**Brief:** Put each line of the items into a Markdown table with the columns "Row" and "Line Text," numbering the rows and omitting blank lines. Leave the pictures out of the table.

Entries for locating named things:
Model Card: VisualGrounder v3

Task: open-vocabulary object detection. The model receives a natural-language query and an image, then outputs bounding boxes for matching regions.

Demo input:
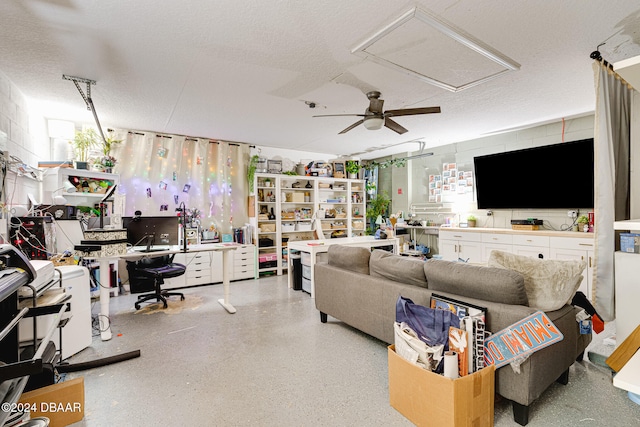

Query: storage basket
[296,222,311,231]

**Answer:**
| Row | Line Text |
|---|---|
| 1 | Model Card: VisualGrounder v3 |
| 2 | Task: open-vocabulary object detection. The model receives a natural-language query and an image, then outputs bounding boxes for matching regions. |
| 3 | Demo input: |
| 4 | Query: storage basket |
| 5 | [296,222,311,231] |